===== TEXTO EXTRAÍDO
Agora eu era um coreógrafo…  [Assim, tipo… dança  contemporânea]    

Companhia  Instável.  Direcção:  Tiago  Rodrigues.  Assistência:  Mafalda  Deville.  Intérpretes:  Bruno  Alexandre,  Diletta  Bindi  e  Liliana  Garcia.  Cenografia  e  Desenho  de  Luz:  Thomas  Walgrave.  Vídeo:  Bruno  Canas.  Pós­Produção  Áudio:  Cristóvão  Faria  Carvalho.  Director  Técnico:  Ricardo  Alves.  Co­produção:  Espaço  do  Tempo.  Apoio:  ESAD,  Matinal.  Entidade  programadora e parceria: LARGO Residências.
==========
=== TAREFA A REALIZAR ===
Apresente, sem qualquer alteração, o trecho do texto extraído que vai de "Agora eu era um coreógrafo…  [Assim, tipo… dança  contemporânea]" a "Matinal.  Entidade  programadora e parceria: LARGO Residências.".
===== DADOS FORNECIDOS
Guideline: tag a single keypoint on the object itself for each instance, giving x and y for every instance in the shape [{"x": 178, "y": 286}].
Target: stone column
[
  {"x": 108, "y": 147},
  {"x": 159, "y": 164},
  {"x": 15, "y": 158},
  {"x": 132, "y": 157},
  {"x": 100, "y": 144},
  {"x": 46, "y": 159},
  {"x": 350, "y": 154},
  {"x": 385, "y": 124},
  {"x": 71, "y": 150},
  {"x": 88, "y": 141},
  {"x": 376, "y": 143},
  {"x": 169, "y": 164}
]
==========
=== RESPOSTA ===
Agora eu era um coreógrafo…  [Assim, tipo… dança  contemporânea]    

Companhia  Instável.  Direcção:  Tiago  Rodrigues.  Assistência:  Mafalda  Deville.  Intérpretes:  Bruno  Alexandre,  Diletta  Bindi  e  Liliana  Garcia.  Cenografia  e  Desenho  de  Luz:  Thomas  Walgrave.  Vídeo:  Bruno  Canas.  Pós­Produção  Áudio:  Cristóvão  Faria  Carvalho.  Director  Técnico:  Ricardo  Alves.  Co­produção:  Espaço  do  Tempo.  Apoio:  ESAD,  Matinal.  Entidade  programadora e parceria: LARGO Residências.